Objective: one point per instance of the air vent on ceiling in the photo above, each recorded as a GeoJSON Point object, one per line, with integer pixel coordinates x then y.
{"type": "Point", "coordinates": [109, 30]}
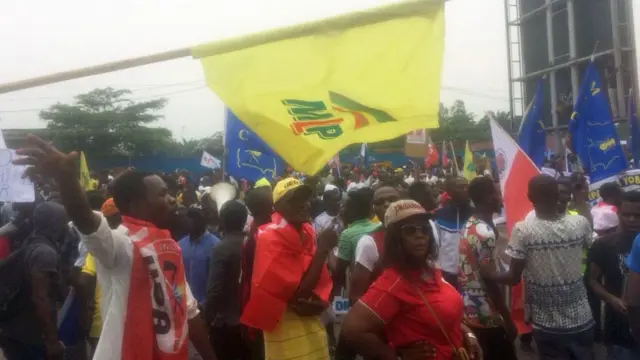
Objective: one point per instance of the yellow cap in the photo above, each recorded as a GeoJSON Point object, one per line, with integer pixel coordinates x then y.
{"type": "Point", "coordinates": [286, 186]}
{"type": "Point", "coordinates": [262, 183]}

────────────────────

DESCRIPTION OF THE TASK: Transcribe the data exactly and leave no picture in the copy.

EXERCISE ANSWER:
Objective: one point per instance of the air vent on ceiling in the photo above, each recorded as a GeoJSON Point object, one per line, with integer pixel coordinates x then y.
{"type": "Point", "coordinates": [109, 30]}
Objective: one point per instance of the yellow cap in the photo above, each recorded as a GeoJSON Point object, one per line, with integer pixel coordinates x then y.
{"type": "Point", "coordinates": [286, 186]}
{"type": "Point", "coordinates": [262, 183]}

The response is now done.